## Your objective
Write the entries out again. Each one must match exactly.
[[ The data open ]]
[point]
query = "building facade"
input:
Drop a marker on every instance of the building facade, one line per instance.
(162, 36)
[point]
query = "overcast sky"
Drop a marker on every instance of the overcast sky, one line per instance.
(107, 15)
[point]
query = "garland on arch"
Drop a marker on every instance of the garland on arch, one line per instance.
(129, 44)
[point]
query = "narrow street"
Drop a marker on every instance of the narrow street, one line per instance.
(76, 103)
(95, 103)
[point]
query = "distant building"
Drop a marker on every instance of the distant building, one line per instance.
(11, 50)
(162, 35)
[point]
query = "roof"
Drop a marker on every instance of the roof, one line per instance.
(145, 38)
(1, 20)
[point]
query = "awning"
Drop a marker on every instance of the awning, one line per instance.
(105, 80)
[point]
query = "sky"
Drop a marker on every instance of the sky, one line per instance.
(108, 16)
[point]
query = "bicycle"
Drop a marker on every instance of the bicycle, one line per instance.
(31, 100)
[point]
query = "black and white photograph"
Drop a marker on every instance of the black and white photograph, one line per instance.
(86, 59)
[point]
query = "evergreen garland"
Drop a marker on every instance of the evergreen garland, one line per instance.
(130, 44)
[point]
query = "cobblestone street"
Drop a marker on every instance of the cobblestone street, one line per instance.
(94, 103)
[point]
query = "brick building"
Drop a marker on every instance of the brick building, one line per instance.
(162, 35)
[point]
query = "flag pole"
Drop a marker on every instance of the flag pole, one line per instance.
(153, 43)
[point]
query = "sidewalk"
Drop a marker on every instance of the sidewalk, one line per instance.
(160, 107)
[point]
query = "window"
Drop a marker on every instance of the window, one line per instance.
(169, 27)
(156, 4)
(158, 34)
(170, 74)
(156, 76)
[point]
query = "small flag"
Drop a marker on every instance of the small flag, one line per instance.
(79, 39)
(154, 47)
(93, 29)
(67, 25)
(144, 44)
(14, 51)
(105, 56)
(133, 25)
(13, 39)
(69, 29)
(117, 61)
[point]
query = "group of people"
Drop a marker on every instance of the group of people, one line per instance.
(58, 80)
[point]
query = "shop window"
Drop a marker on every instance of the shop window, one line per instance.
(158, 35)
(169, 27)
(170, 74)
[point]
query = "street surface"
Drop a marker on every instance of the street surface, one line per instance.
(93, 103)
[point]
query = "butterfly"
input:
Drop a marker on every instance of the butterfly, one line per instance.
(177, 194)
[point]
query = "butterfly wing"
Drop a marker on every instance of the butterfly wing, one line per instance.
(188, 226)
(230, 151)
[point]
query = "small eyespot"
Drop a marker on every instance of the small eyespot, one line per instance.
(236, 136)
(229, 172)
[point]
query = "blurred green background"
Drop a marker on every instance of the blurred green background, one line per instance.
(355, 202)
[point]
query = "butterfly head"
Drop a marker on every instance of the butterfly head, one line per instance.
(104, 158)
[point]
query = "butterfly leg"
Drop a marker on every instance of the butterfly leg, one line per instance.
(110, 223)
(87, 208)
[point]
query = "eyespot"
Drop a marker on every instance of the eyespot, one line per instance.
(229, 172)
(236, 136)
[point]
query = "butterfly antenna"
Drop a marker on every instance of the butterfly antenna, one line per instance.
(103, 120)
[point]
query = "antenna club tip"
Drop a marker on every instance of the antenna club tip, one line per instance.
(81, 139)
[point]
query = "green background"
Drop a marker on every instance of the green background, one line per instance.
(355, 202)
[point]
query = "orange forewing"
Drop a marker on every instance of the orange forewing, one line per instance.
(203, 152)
[[ The data closed ]]
## Exercise solution
[point]
query = "building facade"
input:
Drop a marker on every instance of the building facade, one line per instance.
(162, 36)
[point]
query = "overcast sky"
Drop a marker on every instance of the overcast sky, one line per instance.
(107, 15)
[point]
query = "garland on arch"
Drop a marker on every instance of the garland on arch, one line per instance.
(129, 44)
[point]
query = "narrow street"
Drop a marker on every instance of the narrow street, one line per instance.
(76, 103)
(95, 103)
[point]
query = "distant building"
Drop a marker on every instance of the distant building, one line per instance.
(11, 50)
(162, 35)
[point]
query = "roof"
Drop a marker on every instance of the roof, one line per instance.
(145, 38)
(1, 20)
[point]
query = "awning"
Drop a marker on every instance of the awning, one line per instance.
(105, 80)
[point]
query = "sky"
Drop a marker on every instance of the sky, one line per instance.
(108, 16)
[point]
query = "bicycle"
Drop a marker on every instance of the bicycle, one line per instance.
(31, 100)
[point]
query = "black and white photograph"
Drop a marker on every instance of the black and white photograph, one line per instance.
(86, 59)
[point]
query = "evergreen garland"
Drop a marker on every instance of the evergreen garland, one line per instance.
(130, 44)
[point]
query = "cobblestone street"
Drop a marker on every instance of the cobblestone street, one line per instance.
(94, 103)
[point]
query = "brick building"
Drop a marker on every instance of the brick building, one line per instance.
(162, 35)
[point]
query = "flag pole"
Drop a marker on every instance of the flag pole, one line per instance.
(153, 43)
[point]
query = "sidewalk"
Drop a marker on every instance of the sidewalk, one line per instance.
(160, 107)
[point]
query = "window"
Drop a marker on every instance of the window, one line per instance.
(169, 27)
(156, 4)
(158, 34)
(170, 74)
(156, 76)
[point]
query = "small flag"
Drop a marker on every instance of the small flag, one line per instance.
(79, 39)
(154, 47)
(93, 29)
(67, 25)
(144, 44)
(14, 51)
(105, 56)
(133, 25)
(13, 39)
(69, 29)
(117, 61)
[point]
query = "group of people"
Drop a marker on every instance of the group of people, one line per instance.
(58, 80)
[point]
query = "shop window"
Drop a marker on every instance of the shop window, one line per instance.
(158, 35)
(169, 27)
(170, 74)
[point]
query = "street surface"
Drop a marker on every instance of the street surface, one line per instance.
(93, 103)
[point]
query = "butterfly"
input:
Drop a marker on every instance of the butterfly, one line per instance.
(177, 194)
[point]
query = "butterfly wing"
Drop a marker on every instance of the butterfly wing, one line per instance.
(188, 226)
(230, 151)
[point]
query = "small eyespot"
Drop a marker on every instance of the small eyespot, one line per instance.
(236, 136)
(229, 172)
[point]
query = "blurred green background"
Drop a marker on every instance of the blurred green background, one line per instance.
(355, 202)
[point]
query = "butterfly head"
Drop a marker on every instance of the butterfly head, one line per instance.
(104, 158)
[point]
query = "butterfly leg"
Drop a marker on every instance of the butterfly leg, one line per instance.
(110, 223)
(87, 208)
[point]
query = "eyespot"
Drop a marker on every instance of the eyespot, one line per instance.
(229, 172)
(236, 136)
[point]
query = "butterfly antenna"
Drop a marker on every instance of the butterfly antenna, one line per instance.
(103, 120)
[point]
query = "antenna club tip"
Drop a marker on every instance of the antenna club tip, one line per instance.
(81, 139)
[point]
query = "green background"
Drop a marker on every instance of the green background, one line per instance.
(355, 202)
[point]
query = "orange forewing"
Drop a marker on every instance of the orange forewing, one line per instance.
(203, 152)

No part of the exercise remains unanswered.